**Task item:** Calculate how many lines in the following records hold the word "target", and report that number without comment.

++++ Dataset content ++++

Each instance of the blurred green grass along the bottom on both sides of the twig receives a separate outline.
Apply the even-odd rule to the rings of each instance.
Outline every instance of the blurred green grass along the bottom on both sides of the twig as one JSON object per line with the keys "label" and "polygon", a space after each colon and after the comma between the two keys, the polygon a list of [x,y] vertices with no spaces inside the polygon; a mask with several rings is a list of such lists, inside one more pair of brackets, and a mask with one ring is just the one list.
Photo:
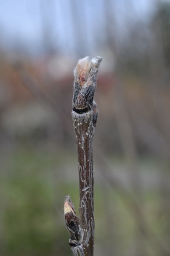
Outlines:
{"label": "blurred green grass along the bottom on both sides of the twig", "polygon": [[[67,162],[71,175],[77,175],[77,169],[73,171],[77,159],[65,151],[51,153],[44,148],[15,148],[10,156],[12,168],[10,166],[9,170],[8,161],[4,163],[3,177],[1,175],[3,241],[0,255],[72,255],[62,207],[65,195],[70,193],[78,212],[78,183],[61,181],[59,172],[60,165]],[[113,163],[121,162],[122,159],[113,159]],[[153,168],[156,163],[142,159],[140,165]],[[10,176],[6,175],[7,172]],[[96,252],[105,253],[105,247],[113,246],[117,253],[124,254],[129,244],[133,244],[136,233],[130,198],[108,185],[103,186],[99,180],[95,184],[94,196]],[[163,237],[168,219],[160,216],[158,221],[161,214],[159,202],[162,200],[158,190],[145,190],[143,198],[143,212],[150,221],[150,227]],[[150,246],[146,253],[154,255]]]}

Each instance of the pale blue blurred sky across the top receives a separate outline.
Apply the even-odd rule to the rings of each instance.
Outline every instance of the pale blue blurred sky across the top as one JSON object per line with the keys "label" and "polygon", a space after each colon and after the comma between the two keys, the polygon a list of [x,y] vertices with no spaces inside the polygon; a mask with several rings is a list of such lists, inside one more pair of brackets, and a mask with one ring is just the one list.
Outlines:
{"label": "pale blue blurred sky across the top", "polygon": [[[111,2],[117,26],[125,29],[127,20],[133,23],[148,16],[155,0]],[[0,0],[0,45],[4,48],[26,44],[30,50],[39,51],[45,37],[54,48],[69,52],[78,38],[79,45],[85,44],[90,51],[96,37],[105,41],[103,7],[107,3],[108,0]],[[75,36],[79,33],[77,28],[81,38]]]}

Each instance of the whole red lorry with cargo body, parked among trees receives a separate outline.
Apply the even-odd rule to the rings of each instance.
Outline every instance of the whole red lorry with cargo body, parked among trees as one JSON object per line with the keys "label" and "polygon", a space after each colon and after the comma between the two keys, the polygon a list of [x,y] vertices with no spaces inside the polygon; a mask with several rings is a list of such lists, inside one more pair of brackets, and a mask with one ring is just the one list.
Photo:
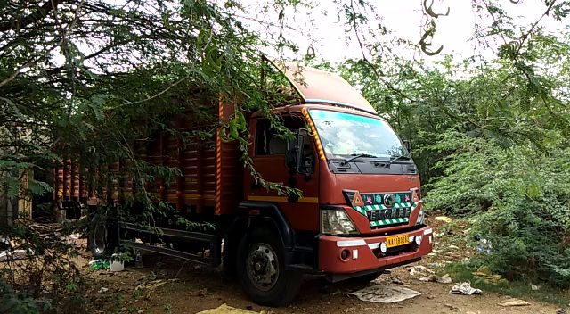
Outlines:
{"label": "whole red lorry with cargo body, parked among trees", "polygon": [[[170,185],[155,183],[151,192],[214,228],[196,232],[163,224],[158,242],[175,245],[156,245],[156,238],[143,236],[155,230],[124,221],[113,225],[117,230],[97,224],[90,237],[94,255],[109,254],[120,241],[136,250],[223,264],[254,302],[278,306],[295,297],[303,274],[331,282],[371,280],[431,252],[418,170],[387,121],[335,74],[290,64],[284,74],[302,102],[273,113],[295,139],[282,140],[264,115],[253,113],[248,153],[263,178],[301,190],[300,198],[256,185],[237,145],[219,134],[216,143],[197,139],[183,149],[175,137],[159,135],[135,153],[179,168],[182,176]],[[216,112],[220,120],[231,119],[233,106],[218,103]],[[186,116],[175,121],[177,128],[191,128],[191,113]],[[56,171],[56,199],[78,201],[86,194],[74,165]],[[115,188],[128,193],[131,184]]]}

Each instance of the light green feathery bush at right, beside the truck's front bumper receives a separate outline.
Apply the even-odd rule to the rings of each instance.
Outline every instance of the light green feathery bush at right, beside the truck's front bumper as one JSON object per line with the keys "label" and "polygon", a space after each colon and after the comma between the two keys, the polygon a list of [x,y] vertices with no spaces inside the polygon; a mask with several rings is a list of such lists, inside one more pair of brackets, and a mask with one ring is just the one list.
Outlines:
{"label": "light green feathery bush at right, beside the truck's front bumper", "polygon": [[510,280],[570,286],[570,149],[561,138],[550,135],[541,152],[450,132],[432,146],[455,153],[437,165],[445,175],[428,186],[429,207],[468,217],[472,236],[493,246],[483,262]]}

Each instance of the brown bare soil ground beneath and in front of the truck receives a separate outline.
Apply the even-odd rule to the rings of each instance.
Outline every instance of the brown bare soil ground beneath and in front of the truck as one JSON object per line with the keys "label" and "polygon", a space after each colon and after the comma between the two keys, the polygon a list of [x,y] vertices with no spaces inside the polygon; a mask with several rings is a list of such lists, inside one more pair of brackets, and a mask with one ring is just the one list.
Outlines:
{"label": "brown bare soil ground beneath and in front of the truck", "polygon": [[[433,221],[435,228],[441,223]],[[464,258],[464,250],[450,244],[436,244],[436,254],[417,265],[433,269],[445,260]],[[87,252],[77,260],[89,280],[89,309],[99,313],[196,313],[216,308],[223,303],[264,313],[556,313],[552,304],[528,299],[531,305],[502,307],[506,296],[484,291],[483,295],[449,293],[453,284],[419,281],[419,274],[401,267],[380,276],[372,284],[403,285],[419,291],[411,300],[392,304],[362,302],[348,293],[363,285],[338,283],[331,285],[319,277],[308,278],[301,293],[289,306],[267,308],[248,300],[236,280],[223,278],[217,269],[161,256],[143,257],[144,267],[128,267],[122,272],[91,271],[87,268]],[[397,283],[397,284],[395,284]],[[104,288],[104,289],[102,289]]]}

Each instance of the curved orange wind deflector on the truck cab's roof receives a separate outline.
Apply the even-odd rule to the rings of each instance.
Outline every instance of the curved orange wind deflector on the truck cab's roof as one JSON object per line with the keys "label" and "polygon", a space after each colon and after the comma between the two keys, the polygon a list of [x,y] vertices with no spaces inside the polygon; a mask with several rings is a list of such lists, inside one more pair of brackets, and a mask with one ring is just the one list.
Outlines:
{"label": "curved orange wind deflector on the truck cab's roof", "polygon": [[292,62],[275,67],[281,70],[305,103],[332,103],[376,114],[356,88],[337,74],[313,68],[299,68]]}

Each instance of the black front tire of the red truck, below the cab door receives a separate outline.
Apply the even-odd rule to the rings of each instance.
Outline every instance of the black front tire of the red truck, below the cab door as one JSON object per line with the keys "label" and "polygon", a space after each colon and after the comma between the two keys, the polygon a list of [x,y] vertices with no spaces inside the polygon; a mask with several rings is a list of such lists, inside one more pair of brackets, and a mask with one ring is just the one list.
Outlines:
{"label": "black front tire of the red truck, below the cab door", "polygon": [[284,305],[297,295],[302,274],[286,269],[281,239],[268,227],[256,227],[243,236],[238,248],[237,270],[249,298],[267,306]]}

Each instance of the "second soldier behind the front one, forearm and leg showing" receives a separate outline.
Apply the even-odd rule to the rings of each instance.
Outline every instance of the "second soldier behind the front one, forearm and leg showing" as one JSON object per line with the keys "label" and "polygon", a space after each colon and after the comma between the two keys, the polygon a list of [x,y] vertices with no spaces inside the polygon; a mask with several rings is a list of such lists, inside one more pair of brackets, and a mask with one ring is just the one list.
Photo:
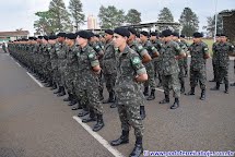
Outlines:
{"label": "second soldier behind the front one, forearm and leg showing", "polygon": [[[151,58],[156,58],[158,56],[158,52],[156,48],[152,45],[152,43],[149,40],[149,33],[148,32],[141,32],[140,33],[140,39],[143,45],[143,47],[148,50]],[[144,83],[144,96],[149,96],[149,87],[151,88],[151,95],[146,98],[146,100],[153,100],[155,99],[155,88],[156,83],[154,78],[154,67],[153,62],[144,63],[144,67],[146,68],[146,72],[149,75],[148,82]]]}

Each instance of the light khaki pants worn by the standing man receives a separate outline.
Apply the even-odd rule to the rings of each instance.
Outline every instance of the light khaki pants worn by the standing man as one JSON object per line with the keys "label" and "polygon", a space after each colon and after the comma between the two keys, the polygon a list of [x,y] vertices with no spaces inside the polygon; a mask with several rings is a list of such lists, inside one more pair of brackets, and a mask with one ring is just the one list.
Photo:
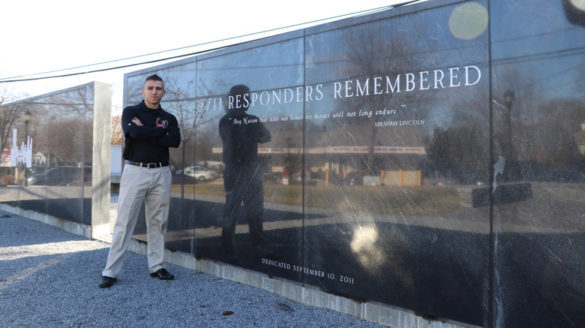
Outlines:
{"label": "light khaki pants worn by the standing man", "polygon": [[170,189],[171,171],[168,166],[153,169],[124,166],[120,181],[118,218],[103,276],[115,278],[120,273],[124,253],[128,249],[143,204],[146,214],[148,268],[151,273],[163,268]]}

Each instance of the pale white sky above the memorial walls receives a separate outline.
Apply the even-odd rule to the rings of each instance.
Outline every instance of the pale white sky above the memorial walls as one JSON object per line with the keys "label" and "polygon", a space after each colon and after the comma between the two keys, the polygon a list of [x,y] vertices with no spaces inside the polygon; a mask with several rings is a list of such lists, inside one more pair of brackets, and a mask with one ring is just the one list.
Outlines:
{"label": "pale white sky above the memorial walls", "polygon": [[[189,53],[218,44],[187,48],[192,45],[400,2],[404,0],[4,1],[0,12],[0,80],[34,77],[30,75],[49,71],[58,71],[50,75],[87,71]],[[300,27],[294,29],[298,28]],[[286,31],[288,30],[272,31],[251,38]],[[227,43],[237,41],[241,40]],[[116,61],[177,48],[183,49]],[[107,61],[114,62],[73,71],[59,71]],[[143,67],[74,78],[1,83],[0,95],[4,95],[5,101],[13,101],[91,81],[101,81],[113,86],[112,103],[113,112],[116,113],[121,111],[123,74]]]}

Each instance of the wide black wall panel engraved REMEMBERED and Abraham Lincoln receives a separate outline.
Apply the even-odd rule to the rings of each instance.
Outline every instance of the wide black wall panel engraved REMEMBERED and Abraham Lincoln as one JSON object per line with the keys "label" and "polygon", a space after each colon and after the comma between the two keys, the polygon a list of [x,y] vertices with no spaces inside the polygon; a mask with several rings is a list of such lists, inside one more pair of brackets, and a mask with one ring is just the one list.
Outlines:
{"label": "wide black wall panel engraved REMEMBERED and Abraham Lincoln", "polygon": [[323,94],[306,103],[307,283],[484,322],[489,207],[471,193],[489,176],[488,33],[475,4],[486,24],[473,37],[450,29],[456,4],[305,38],[306,84]]}

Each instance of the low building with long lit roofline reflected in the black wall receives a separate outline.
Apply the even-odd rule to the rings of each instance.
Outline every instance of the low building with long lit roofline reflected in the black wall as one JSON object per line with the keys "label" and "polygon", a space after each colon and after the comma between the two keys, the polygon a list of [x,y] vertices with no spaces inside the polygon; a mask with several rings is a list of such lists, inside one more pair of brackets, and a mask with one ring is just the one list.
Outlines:
{"label": "low building with long lit roofline reflected in the black wall", "polygon": [[[369,134],[372,127],[365,124],[307,131],[304,147],[306,180],[324,184],[421,185],[420,165],[426,150],[420,128],[376,129],[373,142]],[[293,134],[296,134],[295,139]],[[301,165],[289,172],[293,167],[291,158],[301,163],[303,141],[298,139],[297,130],[285,130],[258,148],[270,172],[300,178]],[[222,148],[213,147],[212,152],[221,154]]]}

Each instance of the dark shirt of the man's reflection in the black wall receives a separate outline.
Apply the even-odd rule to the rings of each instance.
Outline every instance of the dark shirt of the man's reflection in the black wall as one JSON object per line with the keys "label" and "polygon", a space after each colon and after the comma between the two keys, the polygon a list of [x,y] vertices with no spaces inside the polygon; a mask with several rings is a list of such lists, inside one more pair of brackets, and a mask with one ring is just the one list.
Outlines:
{"label": "dark shirt of the man's reflection in the black wall", "polygon": [[223,162],[248,164],[258,160],[258,143],[270,141],[270,131],[260,119],[243,110],[230,110],[219,121]]}

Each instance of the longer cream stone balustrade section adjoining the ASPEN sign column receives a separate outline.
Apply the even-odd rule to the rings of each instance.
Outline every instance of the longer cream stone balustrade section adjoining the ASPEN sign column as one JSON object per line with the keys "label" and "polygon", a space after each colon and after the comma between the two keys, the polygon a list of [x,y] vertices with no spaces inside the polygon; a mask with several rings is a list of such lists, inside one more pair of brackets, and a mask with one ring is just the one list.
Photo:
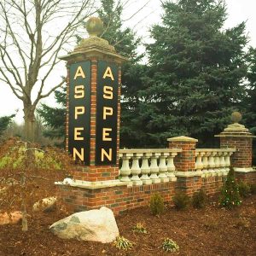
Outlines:
{"label": "longer cream stone balustrade section adjoining the ASPEN sign column", "polygon": [[131,185],[176,181],[174,157],[180,148],[120,149],[120,181]]}

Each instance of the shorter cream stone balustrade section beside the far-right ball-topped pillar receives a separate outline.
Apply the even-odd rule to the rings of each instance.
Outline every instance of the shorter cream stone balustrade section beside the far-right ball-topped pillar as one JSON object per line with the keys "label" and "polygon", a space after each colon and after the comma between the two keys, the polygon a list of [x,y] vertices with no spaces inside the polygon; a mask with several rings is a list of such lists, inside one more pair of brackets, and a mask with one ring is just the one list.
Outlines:
{"label": "shorter cream stone balustrade section beside the far-right ball-topped pillar", "polygon": [[234,152],[235,148],[198,148],[195,150],[195,170],[201,172],[201,177],[227,175]]}

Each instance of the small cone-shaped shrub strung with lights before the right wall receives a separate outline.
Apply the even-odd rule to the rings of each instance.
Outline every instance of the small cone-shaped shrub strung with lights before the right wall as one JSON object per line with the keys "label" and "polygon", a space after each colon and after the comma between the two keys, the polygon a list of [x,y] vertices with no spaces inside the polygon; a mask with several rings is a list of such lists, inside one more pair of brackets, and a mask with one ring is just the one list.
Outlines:
{"label": "small cone-shaped shrub strung with lights before the right wall", "polygon": [[219,205],[229,209],[241,205],[241,197],[239,195],[238,184],[235,179],[234,169],[231,167],[227,179],[221,189]]}

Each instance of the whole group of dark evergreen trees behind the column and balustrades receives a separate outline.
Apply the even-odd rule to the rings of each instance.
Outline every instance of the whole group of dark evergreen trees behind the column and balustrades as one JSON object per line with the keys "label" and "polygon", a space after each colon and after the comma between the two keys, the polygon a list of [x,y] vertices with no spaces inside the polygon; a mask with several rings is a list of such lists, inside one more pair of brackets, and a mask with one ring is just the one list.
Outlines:
{"label": "whole group of dark evergreen trees behind the column and balustrades", "polygon": [[[233,111],[256,133],[256,49],[246,23],[224,28],[224,0],[161,1],[161,7],[160,24],[150,28],[153,43],[143,53],[137,51],[141,38],[123,25],[119,1],[102,0],[97,10],[102,38],[130,59],[122,74],[121,147],[165,147],[166,138],[180,135],[212,147]],[[45,136],[64,141],[65,85],[54,93],[61,108],[41,104],[37,112]]]}

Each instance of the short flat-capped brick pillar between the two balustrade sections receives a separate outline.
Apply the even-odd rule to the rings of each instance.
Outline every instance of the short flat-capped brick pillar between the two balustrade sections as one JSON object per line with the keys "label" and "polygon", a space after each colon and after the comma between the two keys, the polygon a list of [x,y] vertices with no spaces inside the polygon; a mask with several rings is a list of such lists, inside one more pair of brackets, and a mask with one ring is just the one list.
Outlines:
{"label": "short flat-capped brick pillar between the two balustrade sections", "polygon": [[177,189],[188,195],[201,189],[201,173],[195,172],[195,145],[197,139],[191,137],[168,138],[169,148],[182,148],[182,152],[174,159]]}

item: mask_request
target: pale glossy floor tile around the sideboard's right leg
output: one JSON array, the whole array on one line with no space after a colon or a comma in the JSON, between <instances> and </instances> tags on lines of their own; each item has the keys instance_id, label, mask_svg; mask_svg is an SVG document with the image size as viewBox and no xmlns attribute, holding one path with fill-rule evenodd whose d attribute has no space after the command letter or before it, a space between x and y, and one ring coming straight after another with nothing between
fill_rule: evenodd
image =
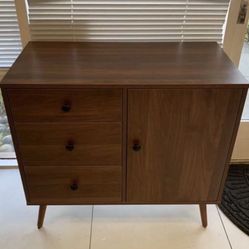
<instances>
[{"instance_id":1,"label":"pale glossy floor tile around the sideboard's right leg","mask_svg":"<svg viewBox=\"0 0 249 249\"><path fill-rule=\"evenodd\" d=\"M92 249L230 249L216 206L202 228L198 206L94 206Z\"/></svg>"}]
</instances>

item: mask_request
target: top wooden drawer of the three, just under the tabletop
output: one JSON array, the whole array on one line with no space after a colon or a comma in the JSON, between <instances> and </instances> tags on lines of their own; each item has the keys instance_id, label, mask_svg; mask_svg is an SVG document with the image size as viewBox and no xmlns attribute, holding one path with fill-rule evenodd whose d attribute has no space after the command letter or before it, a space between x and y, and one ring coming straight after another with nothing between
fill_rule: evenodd
<instances>
[{"instance_id":1,"label":"top wooden drawer of the three, just under the tabletop","mask_svg":"<svg viewBox=\"0 0 249 249\"><path fill-rule=\"evenodd\" d=\"M121 89L11 89L15 122L121 121Z\"/></svg>"}]
</instances>

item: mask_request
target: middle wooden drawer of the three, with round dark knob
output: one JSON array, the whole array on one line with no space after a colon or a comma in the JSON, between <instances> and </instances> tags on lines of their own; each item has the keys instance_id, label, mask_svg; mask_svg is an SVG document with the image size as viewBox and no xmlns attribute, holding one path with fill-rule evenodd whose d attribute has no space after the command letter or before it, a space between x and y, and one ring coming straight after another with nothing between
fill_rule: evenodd
<instances>
[{"instance_id":1,"label":"middle wooden drawer of the three, with round dark knob","mask_svg":"<svg viewBox=\"0 0 249 249\"><path fill-rule=\"evenodd\" d=\"M24 166L121 165L120 123L18 123Z\"/></svg>"}]
</instances>

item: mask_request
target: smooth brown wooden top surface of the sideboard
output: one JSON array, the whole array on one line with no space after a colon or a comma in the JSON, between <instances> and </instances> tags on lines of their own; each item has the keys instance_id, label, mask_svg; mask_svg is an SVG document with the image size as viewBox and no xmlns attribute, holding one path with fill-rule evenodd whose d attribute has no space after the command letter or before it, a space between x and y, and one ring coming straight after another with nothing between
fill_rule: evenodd
<instances>
[{"instance_id":1,"label":"smooth brown wooden top surface of the sideboard","mask_svg":"<svg viewBox=\"0 0 249 249\"><path fill-rule=\"evenodd\" d=\"M234 86L247 80L214 42L29 42L1 87Z\"/></svg>"}]
</instances>

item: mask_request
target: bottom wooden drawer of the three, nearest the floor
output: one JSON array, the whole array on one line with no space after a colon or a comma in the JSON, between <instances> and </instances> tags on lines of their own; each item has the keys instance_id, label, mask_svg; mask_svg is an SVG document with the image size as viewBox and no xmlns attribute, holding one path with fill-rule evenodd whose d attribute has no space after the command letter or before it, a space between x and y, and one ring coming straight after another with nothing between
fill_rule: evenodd
<instances>
[{"instance_id":1,"label":"bottom wooden drawer of the three, nearest the floor","mask_svg":"<svg viewBox=\"0 0 249 249\"><path fill-rule=\"evenodd\" d=\"M26 167L30 204L121 201L120 167Z\"/></svg>"}]
</instances>

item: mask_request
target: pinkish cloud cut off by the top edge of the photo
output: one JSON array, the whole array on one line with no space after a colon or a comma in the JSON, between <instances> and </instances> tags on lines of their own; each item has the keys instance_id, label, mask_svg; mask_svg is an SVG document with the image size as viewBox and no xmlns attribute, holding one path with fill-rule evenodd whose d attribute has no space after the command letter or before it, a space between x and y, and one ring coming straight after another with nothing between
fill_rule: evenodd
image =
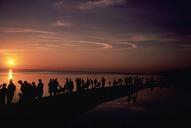
<instances>
[{"instance_id":1,"label":"pinkish cloud cut off by the top edge of the photo","mask_svg":"<svg viewBox=\"0 0 191 128\"><path fill-rule=\"evenodd\" d=\"M89 0L85 3L80 3L78 9L80 10L91 10L95 8L107 8L111 6L123 5L126 0Z\"/></svg>"}]
</instances>

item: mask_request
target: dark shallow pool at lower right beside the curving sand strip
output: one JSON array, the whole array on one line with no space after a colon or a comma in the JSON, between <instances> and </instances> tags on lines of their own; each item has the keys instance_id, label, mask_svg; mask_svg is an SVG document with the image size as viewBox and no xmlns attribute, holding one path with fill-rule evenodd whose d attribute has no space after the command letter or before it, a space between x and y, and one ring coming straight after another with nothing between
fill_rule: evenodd
<instances>
[{"instance_id":1,"label":"dark shallow pool at lower right beside the curving sand strip","mask_svg":"<svg viewBox=\"0 0 191 128\"><path fill-rule=\"evenodd\" d=\"M190 97L189 90L146 89L139 93L135 104L127 104L127 97L108 102L73 121L71 127L190 127Z\"/></svg>"}]
</instances>

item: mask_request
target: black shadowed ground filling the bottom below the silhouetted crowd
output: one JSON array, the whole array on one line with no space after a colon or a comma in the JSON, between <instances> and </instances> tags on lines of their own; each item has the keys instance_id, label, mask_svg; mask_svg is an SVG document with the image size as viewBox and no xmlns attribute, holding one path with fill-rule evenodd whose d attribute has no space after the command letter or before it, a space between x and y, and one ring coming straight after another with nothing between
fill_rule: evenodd
<instances>
[{"instance_id":1,"label":"black shadowed ground filling the bottom below the silhouetted crowd","mask_svg":"<svg viewBox=\"0 0 191 128\"><path fill-rule=\"evenodd\" d=\"M126 96L125 88L115 88L120 92L120 97ZM124 90L124 93L123 91ZM189 127L191 114L191 93L189 89L180 89L177 87L162 88L161 93L159 87L141 90L138 94L137 102L134 104L125 103L124 97L120 106L101 107L99 104L119 97L119 94L114 93L110 97L112 90L101 91L100 94L91 95L88 92L84 94L71 94L70 98L51 97L43 99L43 102L36 102L35 105L13 105L1 109L2 124L13 125L11 122L24 126L52 126L69 127L69 128L97 128L97 127ZM163 91L168 90L168 91ZM114 91L114 90L113 90ZM146 99L141 93L152 92L152 95L147 95ZM170 93L169 93L170 92ZM167 93L167 94L166 94ZM87 95L88 94L88 95ZM104 96L108 95L107 98ZM155 95L161 98L155 98ZM88 96L88 97L87 97ZM154 98L153 98L154 97ZM83 100L81 100L84 99ZM94 98L94 100L92 100ZM142 98L142 100L139 100ZM56 100L55 100L56 99ZM102 100L98 100L102 99ZM153 100L154 99L154 100ZM52 100L50 102L50 100ZM95 102L96 101L96 102ZM115 102L115 101L114 101ZM49 103L49 104L47 104ZM109 103L109 102L108 102ZM125 106L124 106L125 105ZM38 107L37 107L38 106ZM49 106L49 107L47 107ZM98 106L96 109L96 106ZM13 108L12 108L13 107ZM146 109L145 109L146 108ZM10 111L11 110L11 111ZM17 111L15 111L17 110ZM89 111L90 110L90 111ZM89 111L89 112L87 112ZM7 113L8 112L8 113ZM7 123L8 122L8 123ZM24 123L23 123L24 122Z\"/></svg>"}]
</instances>

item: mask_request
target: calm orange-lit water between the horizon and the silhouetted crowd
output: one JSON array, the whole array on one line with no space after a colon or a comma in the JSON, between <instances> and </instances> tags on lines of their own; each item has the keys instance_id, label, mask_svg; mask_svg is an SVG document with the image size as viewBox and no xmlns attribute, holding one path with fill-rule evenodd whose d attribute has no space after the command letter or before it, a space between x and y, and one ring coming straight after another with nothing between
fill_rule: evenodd
<instances>
[{"instance_id":1,"label":"calm orange-lit water between the horizon and the silhouetted crowd","mask_svg":"<svg viewBox=\"0 0 191 128\"><path fill-rule=\"evenodd\" d=\"M14 71L7 71L7 72L0 72L0 85L2 83L7 83L10 78L13 79L13 82L16 85L16 93L14 97L14 102L18 101L18 93L20 92L20 86L18 84L18 80L27 80L28 82L35 82L38 83L38 79L41 78L44 83L44 96L48 96L48 82L49 79L57 78L59 81L59 84L61 86L64 85L66 78L71 78L74 81L76 78L97 78L98 80L101 80L102 77L105 77L106 79L106 86L109 86L109 82L113 82L113 80L117 80L119 78L124 79L128 75L124 74L107 74L107 73L69 73L69 72L14 72ZM150 77L150 76L140 76L140 77ZM74 91L76 90L74 86Z\"/></svg>"}]
</instances>

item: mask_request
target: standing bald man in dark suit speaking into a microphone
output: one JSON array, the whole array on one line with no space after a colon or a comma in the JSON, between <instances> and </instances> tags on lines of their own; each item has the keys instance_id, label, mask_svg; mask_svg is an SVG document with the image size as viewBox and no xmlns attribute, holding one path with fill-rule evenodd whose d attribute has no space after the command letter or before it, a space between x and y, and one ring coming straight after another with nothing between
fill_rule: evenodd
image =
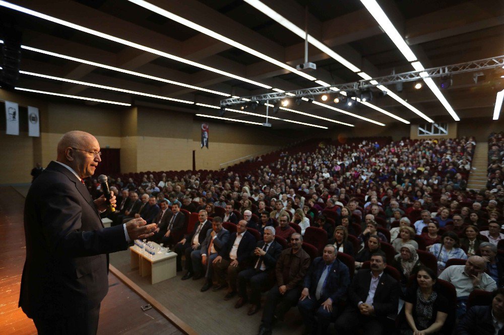
<instances>
[{"instance_id":1,"label":"standing bald man in dark suit speaking into a microphone","mask_svg":"<svg viewBox=\"0 0 504 335\"><path fill-rule=\"evenodd\" d=\"M83 182L93 176L100 154L93 135L66 133L56 161L28 191L19 306L39 334L96 334L100 303L108 292L108 254L156 229L142 218L103 228L99 213L109 203L104 196L93 201Z\"/></svg>"}]
</instances>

++++

**Response to the exercise:** 10